Task requirements.
**A.** Write out the passage of the essay on Latino musicians, word for word, starting at "It was not until" and running down to "could have had.".
**B.** In the essay on Latino musicians, what real name is given for Ritchie Valens?
**C.** Extend the essay on Latino musicians, picking up right after its final sentence.

Text excerpt.
When I was his age, I wrote for the Delano High School Live Wire but had just a miniscule fraction of the experience and ability needed to become a professional journalist. Valens – whose real name was Richard Valenzuela – was already a professional musician enjoying hit records like ‘La Bamba,’ ‘Donna’ and ‘Come On Let’s Go.’

It was not until the 1984 movie ‘La Bamba’ by Teatro Campesino founder Luis Valdez came out that the entire country found out that the airplane crash claimed the life of more than just one music titan. Buddy Holly, one of my favorites, perished along with the Big Bopper and the pilot. Holly and the Big Bopper had their hits and millions of fans throughout the country as well.

However, Valens’ death was harder to take (I was only three years old at the time) because of the potential career he could have had.

Here is my list of the most important Latino (U.S. born) musicians:

  1. Ritchie Valens. His music speaks for himself. He led the way for more successful Latinos to record in English. Although ‘La Bamba’ remains a big hit to this day, it is the music and words to ‘Donna’ that demonstrate Valens’ songwriting ability. If you want to get a taste of what Ritchie Valens was like, aside from renting or buying the movie, get a hold of ‘The Ritchie Valens Story’ (Del-Fi Records, 1993). The CD contains unreleased demos, photos and Ritchie’s story as told by producer Bob Keane. It includes a copy of the original photo that was used on a U.S. postage stamp.
  2. Lalo Guerrero. The godfather of Chicano music died a couple of years ago, but his humor and musical talents remain. He performed at Fresno’s Tower Theatre on Oct. 19, 2003 and the man was sharp, eloquent, humble, witty and delightful. You can’t imagine listening to ‘Zoot Suit Boogie’ without tapping your shoes to the beat, or enjoy ‘Pancho Claus’ without a smile breaking on your face.

Region labeling data.

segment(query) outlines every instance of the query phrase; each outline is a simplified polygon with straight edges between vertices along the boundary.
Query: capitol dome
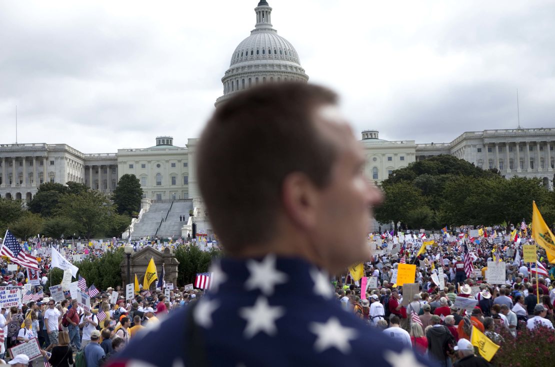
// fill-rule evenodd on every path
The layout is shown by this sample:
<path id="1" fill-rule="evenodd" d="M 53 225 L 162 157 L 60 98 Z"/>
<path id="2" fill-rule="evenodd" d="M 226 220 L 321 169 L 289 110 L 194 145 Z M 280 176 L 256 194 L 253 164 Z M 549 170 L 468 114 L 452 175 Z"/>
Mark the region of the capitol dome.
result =
<path id="1" fill-rule="evenodd" d="M 293 45 L 272 28 L 272 8 L 268 2 L 261 0 L 254 11 L 255 29 L 231 55 L 221 78 L 224 95 L 216 100 L 216 107 L 234 93 L 259 83 L 309 80 Z"/>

Task-by-task answers.
**A.**
It was not until the 1984 movie ‘La Bamba’ by Teatro Campesino founder Luis Valdez came out that the entire country found out that the airplane crash claimed the life of more than just one music titan. Buddy Holly, one of my favorites, perished along with the Big Bopper and the pilot. Holly and the Big Bopper had their hits and millions of fans throughout the country as well.

However, Valens’ death was harder to take (I was only three years old at the time) because of the potential career he could have had.

**B.** Richard Valenzuela

**C.**
  3. Little Joe. When I listen to Alma Garza on Saturday’s ‘Onda Tejana’ program on Radio Bilingüe, most of the requests are for Little Joe. Forget about the new Tejano sound that has none of the tight horn arrangements that keeps Little Joe favorites like ‘Las Nubes,’ ‘Cartas Marcadas’ or ‘Redneck Meskin Boy’ very much in demand today. Contemporaries like Rubén Ramos are musical jewels that remind us of our childhood and struggles to get to where we are today. (By the way, my father had his own Tejano band in San Angelo in the 1970s and 80s before he retired).
  4. Selena. She was just about to break big-time when she was killed in 1995. She inspired many Latinas to dream big. I remember interviewing her before a 1994 appearance on ‘The Gil García Padrón Show’ on the Fresno Telemundo affiliate at the time. She was finishing off a Carl’s Jr. cheeseburger and fries. She was on her way to becoming a diva, but had none of that diva snobbery. Sure, she dressed provocatively on stage, but it was her music that drew fans. She was making inroads as a crossover artist at the time of her death.
  5. Los Lobos. David Hildalgo (vocals, guitar), César Rosas (vocals, guitar), Louie Pérez (percussion), Steve Berlin (saxophone) and Conrad Lozano (bass) proved that you can mix Mexican traditional sounds with rock. Fans of Los Lobos will always point to early recordings of the group playing such traditional Mexican songs like ‘Ay Te Dejo en San Antonio’ and ‘Volver, Volver.’ The first time I saw the group play in concert was a New Year’s Eve performance in the Bay Area in the mid-1980s, opening for Huey Lewis and the News. Los Lobos was great!!! They continue to be one of my favorites.

If you think I’ve overlooked someone (Trini López, Vikki Carr, Los Lonely Boys, Pepe Aguilar), let me know. Remember, Pepe was born in Houston, Texas. No wonder he’s so big!!!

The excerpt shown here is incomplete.